**Task objective:** Render every line of the material below as a Markdown table with two columns, Number for the row number and Line for the line itself. Leave out any blank lines.
========================================================================
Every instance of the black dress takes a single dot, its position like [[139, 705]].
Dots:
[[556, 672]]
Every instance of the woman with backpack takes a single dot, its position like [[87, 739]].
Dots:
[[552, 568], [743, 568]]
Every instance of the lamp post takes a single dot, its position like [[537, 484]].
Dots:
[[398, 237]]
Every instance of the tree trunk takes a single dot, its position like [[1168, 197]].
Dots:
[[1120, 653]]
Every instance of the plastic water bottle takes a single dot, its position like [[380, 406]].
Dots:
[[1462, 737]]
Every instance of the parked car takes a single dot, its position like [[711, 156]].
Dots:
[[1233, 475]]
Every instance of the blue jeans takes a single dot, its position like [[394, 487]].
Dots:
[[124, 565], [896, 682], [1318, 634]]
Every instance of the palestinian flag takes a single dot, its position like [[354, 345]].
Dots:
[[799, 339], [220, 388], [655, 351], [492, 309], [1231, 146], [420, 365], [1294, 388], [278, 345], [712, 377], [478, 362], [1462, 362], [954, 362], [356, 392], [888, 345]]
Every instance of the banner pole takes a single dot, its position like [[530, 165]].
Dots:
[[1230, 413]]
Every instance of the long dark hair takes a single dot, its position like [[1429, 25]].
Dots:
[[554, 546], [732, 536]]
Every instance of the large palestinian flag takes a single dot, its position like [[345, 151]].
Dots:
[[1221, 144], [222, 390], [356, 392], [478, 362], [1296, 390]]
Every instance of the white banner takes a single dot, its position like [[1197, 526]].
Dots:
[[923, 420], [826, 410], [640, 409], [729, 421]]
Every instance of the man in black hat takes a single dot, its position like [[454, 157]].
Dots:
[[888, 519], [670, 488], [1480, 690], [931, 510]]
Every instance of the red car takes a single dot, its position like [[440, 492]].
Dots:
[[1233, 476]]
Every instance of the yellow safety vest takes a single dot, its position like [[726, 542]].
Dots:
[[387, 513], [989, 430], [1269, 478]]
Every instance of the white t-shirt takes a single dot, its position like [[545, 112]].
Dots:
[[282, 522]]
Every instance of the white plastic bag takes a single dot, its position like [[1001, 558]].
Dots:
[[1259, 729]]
========================================================================
**Solution to the problem:**
| Number | Line |
|---|---|
| 1 | Every instance of the black dress takes a single dot, its position like [[139, 705]]. |
| 2 | Dots: |
| 3 | [[556, 672]] |
| 4 | Every instance of the woman with backpack takes a single dot, its position like [[87, 739]]. |
| 5 | Dots: |
| 6 | [[552, 568], [743, 568]] |
| 7 | Every instance of the lamp post takes a single dot, its position like [[537, 484]]. |
| 8 | Dots: |
| 9 | [[398, 237]] |
| 10 | Every instance of the tree trunk takes a single dot, its position like [[1168, 197]]. |
| 11 | Dots: |
| 12 | [[1120, 653]] |
| 13 | Every instance of the plastic water bottle takes a single dot, its position like [[380, 406]]. |
| 14 | Dots: |
| 15 | [[1462, 737]] |
| 16 | Every instance of the parked car takes a single dot, its position like [[711, 156]]. |
| 17 | Dots: |
| 18 | [[1233, 475]] |
| 19 | Every instance of the blue jeans takes a single dot, its position like [[394, 487]]. |
| 20 | Dots: |
| 21 | [[124, 565], [896, 682], [1318, 634]] |
| 22 | Every instance of the palestinian flag takes a single dot, its position like [[354, 345]]. |
| 23 | Dots: |
| 24 | [[799, 339], [220, 388], [655, 351], [492, 309], [1231, 146], [420, 365], [1294, 388], [278, 345], [712, 377], [478, 362], [1462, 362], [954, 362], [356, 392], [888, 345]] |
| 25 | Every instance of the banner pole takes a single dot, its position like [[530, 165]]. |
| 26 | Dots: |
| 27 | [[1230, 413]] |
| 28 | Every instance of the long dark hair takes a single dot, its position like [[1429, 25]]. |
| 29 | Dots: |
| 30 | [[554, 546], [732, 536]] |
| 31 | Every instance of the large palestinian flag takes a single dot, its position like [[345, 151]]. |
| 32 | Dots: |
| 33 | [[1221, 144], [222, 390], [356, 392], [478, 362], [1296, 390]] |
| 34 | Every instance of the white banner takes a single dot, its position like [[1197, 526]]. |
| 35 | Dots: |
| 36 | [[923, 420], [826, 410], [640, 409], [729, 421]] |
| 37 | Every instance of the man in black hat takes a single dot, its position like [[454, 157]]. |
| 38 | Dots: |
| 39 | [[888, 519], [670, 488], [1480, 690], [931, 510]] |
| 40 | Every instance of the red car takes a single dot, its position like [[440, 492]]. |
| 41 | Dots: |
| 42 | [[1233, 476]] |
| 43 | Every instance of the yellow safety vest takes a single dot, its position like [[726, 542]]. |
| 44 | Dots: |
| 45 | [[387, 513], [989, 430], [1269, 478]] |
| 46 | Every instance of the white t-shirt takes a single dot, its position like [[545, 112]]. |
| 47 | Dots: |
| 48 | [[282, 522]] |
| 49 | Every instance of the white plastic bag takes a single dot, its position like [[1001, 558]]. |
| 50 | Dots: |
| 51 | [[1259, 729]] |